**AIM**
Copy the data below line for line, word for word, and leave the pictures out of your copy.

**RECORDS FOR THE TASK**
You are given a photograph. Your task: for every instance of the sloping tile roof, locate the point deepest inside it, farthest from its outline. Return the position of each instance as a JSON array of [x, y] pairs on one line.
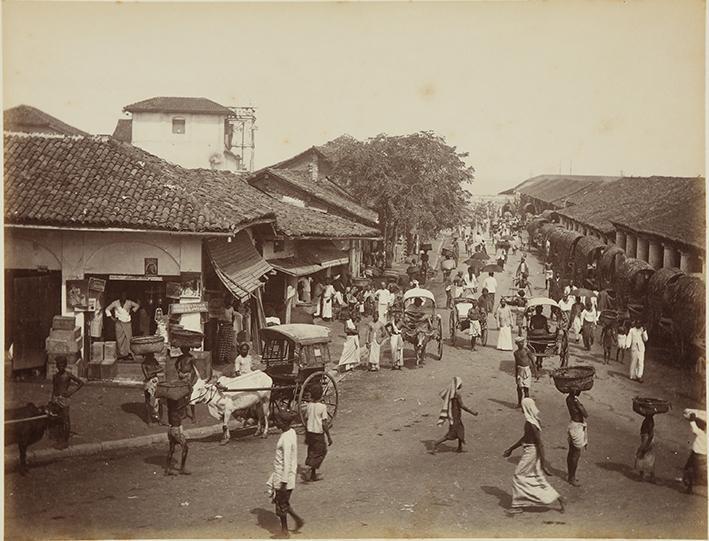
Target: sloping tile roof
[[177, 105], [101, 182], [28, 119], [670, 207], [325, 190], [293, 221], [561, 189], [124, 130]]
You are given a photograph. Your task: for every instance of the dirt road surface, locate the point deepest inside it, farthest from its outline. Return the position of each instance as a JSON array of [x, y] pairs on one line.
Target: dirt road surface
[[379, 478]]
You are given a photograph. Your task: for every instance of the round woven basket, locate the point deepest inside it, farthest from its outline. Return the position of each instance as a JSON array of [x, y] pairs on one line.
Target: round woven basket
[[141, 345], [574, 378], [183, 338], [650, 406]]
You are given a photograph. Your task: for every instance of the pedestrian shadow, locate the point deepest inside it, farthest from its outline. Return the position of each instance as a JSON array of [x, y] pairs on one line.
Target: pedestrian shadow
[[504, 499], [134, 408], [507, 367], [511, 405], [267, 520]]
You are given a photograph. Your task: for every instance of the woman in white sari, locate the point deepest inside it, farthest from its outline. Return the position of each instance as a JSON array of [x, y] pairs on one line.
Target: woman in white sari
[[530, 487], [351, 352]]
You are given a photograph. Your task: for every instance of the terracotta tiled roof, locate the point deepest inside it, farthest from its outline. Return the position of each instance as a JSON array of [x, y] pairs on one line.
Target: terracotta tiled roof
[[325, 190], [293, 221], [669, 207], [178, 105], [27, 119], [101, 182], [561, 190]]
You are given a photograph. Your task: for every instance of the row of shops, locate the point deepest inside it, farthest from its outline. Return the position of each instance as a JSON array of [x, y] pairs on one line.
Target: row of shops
[[90, 218]]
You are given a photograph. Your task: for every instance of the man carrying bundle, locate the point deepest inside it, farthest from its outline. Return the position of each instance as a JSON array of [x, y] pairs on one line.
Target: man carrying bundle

**CORRECT ANSWER**
You are given a photograph. Your task: for every instance of the sloping tile roof, locate the point deepest inside it, farthest from its outline. Return the position of each instance as a JSON array of [x, y] pairs on one line.
Target: sloping tile roof
[[177, 105], [101, 182], [28, 119], [670, 207], [325, 190], [293, 221], [561, 189], [124, 130]]
You are given a photograph. Your task: for every instance of the dirt road surface, locate the point deepest inside it, farthest from its outline. Return the position of each instance as a JSON array of [x, y] pairs on one line.
Target: dirt road surface
[[379, 478]]
You are given a photograph. Your task: for every instance of the round woven basket, locate the point deepest inside it, farthest from its outline. Return the position of each instance as a JSON array of [x, y] pairs on one line.
Target: round woven basket
[[141, 345], [574, 378], [183, 338], [650, 406]]
You are given a photograph. Your task: for every instance of the pedestrian shadow, locate the point deepest inside it, farthest from its outline. Return the position of each instance as a JSON array of [x, y] pairs on one line.
Target: pedestrian shadow
[[504, 499], [134, 408], [507, 367], [511, 405], [267, 520]]
You are given a photograph. Your task: for every instance of the woman in white sari, locate the point deepest inside it, farthest from its outline. Return the position of each instance as a JSON array of [x, y] pairs on one line.
Target: woman in white sari
[[530, 487], [351, 352]]
You are given a photograph. Your task: for every instance of the terracotta tiled roof, locate the point deepest inside it, farthest from its outline. Return the position of each instance as a JSON array of [x, y] pairs on one line.
Target: terracotta tiled roof
[[325, 190], [293, 221], [669, 207], [178, 105], [27, 119], [101, 182], [561, 190]]
You are given a photograph. Your task: for every instance of the row of shops, locate the point deepest inside it, farthest from its outline. Return the position of each instance as a JSON array of [x, y] pairs on one line.
Target: row of shops
[[90, 218]]
You are given a photograph. Your task: for every instance of the man carrying bundle, locate the point deepest inside it, farthest from its outline. Return the position of each instance as a JSON array of [x, y] pairs on one line.
Target: man carrying bundle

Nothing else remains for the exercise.